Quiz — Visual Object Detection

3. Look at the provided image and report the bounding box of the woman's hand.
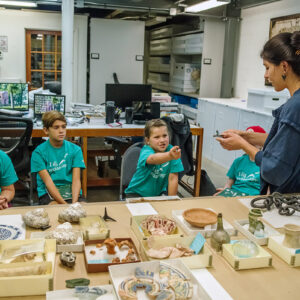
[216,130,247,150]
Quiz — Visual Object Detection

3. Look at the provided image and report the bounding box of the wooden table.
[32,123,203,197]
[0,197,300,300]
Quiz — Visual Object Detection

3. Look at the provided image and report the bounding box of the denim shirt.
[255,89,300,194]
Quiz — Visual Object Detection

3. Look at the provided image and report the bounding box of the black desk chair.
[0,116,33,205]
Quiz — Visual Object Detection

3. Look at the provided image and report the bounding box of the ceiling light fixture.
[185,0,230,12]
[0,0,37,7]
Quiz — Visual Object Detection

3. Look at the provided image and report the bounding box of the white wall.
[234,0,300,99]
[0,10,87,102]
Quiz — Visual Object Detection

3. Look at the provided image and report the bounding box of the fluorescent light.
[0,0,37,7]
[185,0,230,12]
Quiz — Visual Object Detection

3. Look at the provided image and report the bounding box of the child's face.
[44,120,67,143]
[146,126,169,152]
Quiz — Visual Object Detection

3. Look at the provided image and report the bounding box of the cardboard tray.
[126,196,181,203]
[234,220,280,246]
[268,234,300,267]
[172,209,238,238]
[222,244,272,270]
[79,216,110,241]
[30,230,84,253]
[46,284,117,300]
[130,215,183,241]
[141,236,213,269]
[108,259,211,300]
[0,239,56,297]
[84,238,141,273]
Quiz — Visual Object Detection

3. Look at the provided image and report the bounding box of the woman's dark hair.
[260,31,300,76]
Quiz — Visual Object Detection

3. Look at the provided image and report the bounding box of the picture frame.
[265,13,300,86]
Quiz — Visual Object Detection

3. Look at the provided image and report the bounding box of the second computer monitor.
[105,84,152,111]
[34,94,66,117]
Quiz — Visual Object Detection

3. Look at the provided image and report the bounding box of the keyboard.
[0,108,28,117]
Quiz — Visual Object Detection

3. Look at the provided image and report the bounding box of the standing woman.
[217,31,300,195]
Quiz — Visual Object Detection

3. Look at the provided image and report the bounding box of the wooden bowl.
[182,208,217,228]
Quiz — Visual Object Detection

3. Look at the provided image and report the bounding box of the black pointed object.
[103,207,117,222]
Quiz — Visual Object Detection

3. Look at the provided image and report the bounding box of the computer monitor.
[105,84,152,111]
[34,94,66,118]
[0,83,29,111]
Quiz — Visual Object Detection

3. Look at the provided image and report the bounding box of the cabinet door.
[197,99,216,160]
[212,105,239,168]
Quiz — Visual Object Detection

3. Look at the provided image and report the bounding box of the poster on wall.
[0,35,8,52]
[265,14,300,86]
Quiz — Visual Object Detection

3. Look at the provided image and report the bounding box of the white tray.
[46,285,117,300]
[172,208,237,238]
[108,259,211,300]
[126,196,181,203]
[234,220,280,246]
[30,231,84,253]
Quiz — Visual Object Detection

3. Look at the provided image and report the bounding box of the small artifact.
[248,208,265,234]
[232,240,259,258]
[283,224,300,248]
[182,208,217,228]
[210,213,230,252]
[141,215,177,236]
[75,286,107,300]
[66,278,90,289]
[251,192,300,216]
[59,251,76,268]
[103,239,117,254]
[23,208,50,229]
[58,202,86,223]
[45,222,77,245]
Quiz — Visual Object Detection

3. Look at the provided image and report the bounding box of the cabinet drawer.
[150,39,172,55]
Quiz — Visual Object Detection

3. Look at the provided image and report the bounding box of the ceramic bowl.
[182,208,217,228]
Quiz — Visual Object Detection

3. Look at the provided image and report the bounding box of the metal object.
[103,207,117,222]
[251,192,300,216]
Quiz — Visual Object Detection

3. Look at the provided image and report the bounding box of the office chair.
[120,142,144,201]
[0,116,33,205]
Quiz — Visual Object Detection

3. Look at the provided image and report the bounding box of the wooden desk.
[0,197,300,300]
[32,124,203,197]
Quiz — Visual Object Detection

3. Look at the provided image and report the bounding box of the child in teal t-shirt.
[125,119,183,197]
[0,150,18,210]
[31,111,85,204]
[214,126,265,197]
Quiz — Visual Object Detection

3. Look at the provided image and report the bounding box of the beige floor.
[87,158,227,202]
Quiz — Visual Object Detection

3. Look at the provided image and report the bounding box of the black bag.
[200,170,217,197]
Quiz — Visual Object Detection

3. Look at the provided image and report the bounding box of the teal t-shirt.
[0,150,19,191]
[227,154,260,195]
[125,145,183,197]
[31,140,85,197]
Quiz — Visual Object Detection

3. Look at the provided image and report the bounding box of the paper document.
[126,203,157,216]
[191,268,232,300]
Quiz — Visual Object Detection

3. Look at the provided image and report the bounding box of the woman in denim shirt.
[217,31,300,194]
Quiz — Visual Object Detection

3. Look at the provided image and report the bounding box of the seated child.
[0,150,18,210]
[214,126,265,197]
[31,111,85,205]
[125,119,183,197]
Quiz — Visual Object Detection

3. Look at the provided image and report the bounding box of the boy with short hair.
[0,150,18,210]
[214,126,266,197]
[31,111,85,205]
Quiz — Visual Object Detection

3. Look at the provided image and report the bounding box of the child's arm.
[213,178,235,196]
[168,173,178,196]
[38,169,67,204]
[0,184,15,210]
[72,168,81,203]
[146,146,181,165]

⁂

Give an exact reproduction of every line, leaving out any picture.

Quiz — Visual Object Detection

3. Look at the provided image and report the bounding box of the woman's hand.
[216,130,247,150]
Quiz — Visual Object Detection

3. Look at the provided image and report the bounding box of the wooden table.
[32,123,203,197]
[0,197,300,300]
Quiz — Visual Object Detection

3. Look at the provided image and report the bounding box of the denim shirt.
[255,89,300,194]
Quiz — Visual Object Detection

3. Look at the provided image and report the bounding box of the black desk chair.
[0,116,33,205]
Quiz — Visual Object Detection

3. Look at the provided image and report the bounding box of the ceiling light fixture.
[185,0,230,12]
[0,0,37,7]
Quiz — Visual Object Detection

3. Look at the provided image and report the bounding box of the white wall.
[234,0,300,99]
[0,10,87,102]
Quiz — Visual Object Detection

3. Look at the provided image and report the bounding box of the fluorescent light.
[0,0,37,7]
[185,0,230,12]
Quiz — Visual Object Detection

3. Look at the provided image and report the bounding box of the child's face.
[44,120,67,143]
[146,126,169,152]
Quiz — Visual Object Detection

3. Look at the provided image and report the bounding box of the cardboard tray.
[126,196,181,203]
[234,220,280,246]
[268,234,300,267]
[172,209,238,238]
[222,244,272,270]
[79,216,110,241]
[30,230,84,253]
[46,284,117,300]
[130,215,183,241]
[141,236,213,269]
[108,259,211,300]
[0,239,56,297]
[84,238,141,273]
Quiz — Visual Object Detection

3. Look at the provided image and report the bounding box of the woman's dark hair.
[260,31,300,76]
Quiz — Visual Object Detection

3. Look at the provided image and report the bounding box of the picture frame.
[265,13,300,86]
Quiz — Visual Object Detection

3. Look at the provided image and report the bounding box of the second computer monitor.
[105,84,152,111]
[34,94,66,117]
Quiz — Visual Object Detection

3. Look at the provided image and report the bounding box of the keyboard.
[0,108,28,117]
Quiz — Visual Object Detection

3. Look at the provided image and report the bounding box of the standing woman.
[217,31,300,195]
Quiz — Visual Object Detection

3. Look at the provided image and report the bounding box of the wooden bowl.
[182,208,217,228]
Quiz — Visual Object Detection

3. Look at the provided image and report the bounding box of the black pointed object.
[103,207,117,222]
Quiz — Visual Object Detection

3. Look at the provided image and report the bounding box of the computer monitor.
[105,84,152,111]
[34,94,66,118]
[0,83,29,111]
Quiz — Visual Object Detection

3. Look at the provided image and report the bounding box of the cabinet door.
[197,99,216,160]
[212,105,239,168]
Quiz — Visual Object Detection

3. Look at the provided image and report the bounding box of the poster on wall.
[0,35,8,52]
[265,14,300,86]
Quiz — Visual Object Detection

3. Look at the provided image and report the bounding box of the white tray.
[46,285,117,300]
[172,208,237,238]
[108,259,211,300]
[126,196,181,203]
[234,220,280,246]
[30,231,84,253]
Quiz — Visual Object Detection

3. Look at the provided image and report the bounding box of the small artifact.
[248,208,265,234]
[232,240,259,258]
[283,224,300,248]
[182,208,217,228]
[210,213,230,252]
[141,215,177,236]
[75,286,107,300]
[66,278,90,289]
[251,192,300,216]
[59,251,76,268]
[103,239,117,254]
[23,208,50,229]
[58,202,86,223]
[45,222,77,245]
Quiz — Visual Object Detection

3. Look at the provided image and report the bounding box of the cabinet drawer.
[150,39,172,55]
Quiz — Visual Object Detection

3. Look at the provided image and report the bounding box of the ceramic bowl.
[182,208,217,228]
Quiz — Visual Object Detection

3. Look at the provided image and report the bounding box of the metal object.
[103,207,117,222]
[251,192,300,216]
Quiz — Visual Object Detection

3. Look at the provided image and report the bounding box of the office chair.
[120,142,144,201]
[0,116,33,205]
Quiz — Visual Object Detection

3. Look at the provided image and report the bounding box of the wooden desk.
[0,197,300,300]
[32,124,203,197]
Quiz — Visual Object Detection

3. Look at the provided image and report the bounding box of the child in teal t-shirt.
[125,119,183,197]
[0,150,18,210]
[31,111,85,204]
[214,126,265,197]
Quiz — Visual Object Detection

3. Look at the provided image and report the bounding box of the beige floor.
[87,158,227,202]
Quiz — Visual Object Detection

3. Look at the provided image and report the bounding box of the black bag.
[200,170,217,197]
Quiz — Visual Object Detection

3. Look at the provided image and report the bounding box of the teal t-shirt.
[0,150,19,191]
[227,154,260,195]
[125,145,183,197]
[31,140,85,197]
Quiz — Visual Object Detection

3. Look at the provided image and report the bounding box of the paper document.
[126,203,157,216]
[191,268,232,300]
Quiz — Visual Object Detection

3. Look at the provided image and report the bounding box of the woman in denim shirt.
[217,31,300,194]
Quiz — Visual Object Detection

3. Look at the provided image and report the bounding box of the seated child.
[0,150,18,210]
[214,126,265,197]
[31,111,85,205]
[125,119,183,197]
Quiz — Visual Object Detection

3. Look at the provided image and report the bounding box of the boy with short hair.
[0,150,18,210]
[214,126,266,197]
[31,111,85,205]
Quiz — Visual Object Detection

3. Look at the provided image and report the bounding box of the child's arm.
[213,178,235,196]
[168,173,178,196]
[38,169,67,204]
[0,184,15,210]
[72,168,81,203]
[146,146,181,165]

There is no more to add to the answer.